# Assignment
Please print the part of the essay on Jung and resilience starting with "What, you might" and going on through "community and culture.", word for word.

Practical Application Session 1 – Resilience Through Meaning

By Bob Bongiovanni, MA

 

Why study the works of Carl Jung, especially if you have no desire to become a therapist?  Isn’t he just a quaint vestige of psychology’s early years, an antique approach when compared to the eclectic, behaviorally-oriented modern therapies, backed up by the wonders of pharmacology?  I’ve been asked these questions many times – and I’ve asked them of myself.  But, clearly Jung has an ever-growing modern following – there have never been as many Jungian publications as there are right now, mostly geared toward non-therapists, who must find something of value there.

 

No doubt, everyone who comes to Jung comes with her or his own questions and motives.  In the upcoming lecture series, I will present what I believe to be some very practical applications of Jungian thought which have proven useful in my own life and which Jungian authors cite in their works.  I don’t presume to know all the other reasons people take up Jungian studies, or how his work is applied.

 

I am not, and have never really ever been, a one-on-one therapist.  I have had over six years of analysis under a diplomate Jungian analyst, so I certain know the experience as an analysand, but that is not how I have chosen to apply what I have learned.  Instead, I have found many applications of Jung in my own personal life, and in my 20-year public health career.  In terms of my personal life, my study of Jung has fundamentally shaped my personal philosophy – when anything of note happens in my life, I apply a Jungian frame to better understand it, cope with it, and ultimately integrate it.  In terms of my professional life, Jung illuminates my daily work in so many ways, often without explicit acknowledgement, but powerfully, nonetheless.

 

Perhaps because of my background in public health, I often consider the importance of private and public issues in terms of resilience.  In medical practice, you deal with patients one at a time, considering their unique circumstances and issues.  In public health, you attempt to influence collective life on multiple levels – from the individual to the cultural levels – hoping to build resilience.  What do I mean by resilience?  It basically means the ability to encounter challenges or needs for change and to respond in a healthy manner.  When people lack resilience, they tend to rely on patterns that have long outgrown their usefulness, if they ever were useful, resulting in a worsening mental, physical, psychological, and spiritual health status.  Then a person is resilient, they are constantly growing and innovating, learning from the big and little challenges of daily life, and optimizing their mental, physical, psychological, and spiritual health status.  That is what I hope for myself, and for my community.

 

What, you might wonder, does that have to do with a practical application of Jungian thought?   My basic premise is that Jung’s concept of individuation is a very expansive way to think of resilience, both individually and collectively.  People who are individuating are resilient, by definition, and if more people took up the path of individuation, we would be a far more resilient community and culture.

# Record extracts
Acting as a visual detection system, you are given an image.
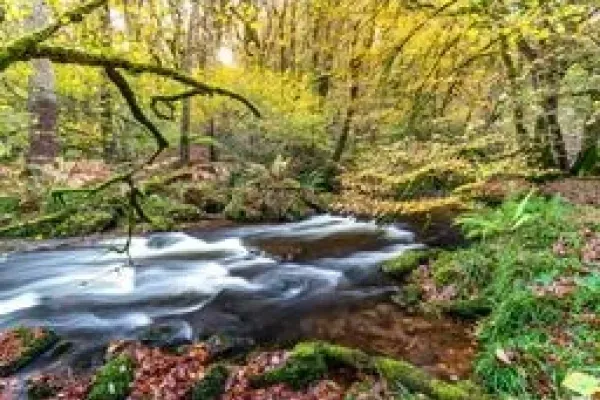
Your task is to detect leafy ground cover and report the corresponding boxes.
[387,193,600,399]
[0,342,486,400]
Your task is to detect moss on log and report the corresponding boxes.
[0,328,58,377]
[252,342,491,400]
[190,364,229,400]
[87,356,134,400]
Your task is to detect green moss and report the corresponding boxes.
[396,159,475,200]
[422,196,600,399]
[0,327,58,376]
[191,365,229,400]
[375,357,487,400]
[182,183,231,214]
[87,355,134,400]
[253,342,485,400]
[252,351,328,390]
[440,298,492,319]
[0,196,20,216]
[382,249,437,278]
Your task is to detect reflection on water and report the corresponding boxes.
[0,216,416,339]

# Response area
What, you might wonder, does that have to do with a practical application of Jungian thought?   My basic premise is that Jung’s concept of individuation is a very expansive way to think of resilience, both individually and collectively.  People who are individuating are resilient, by definition, and if more people took up the path of individuation, we would be a far more resilient community and culture.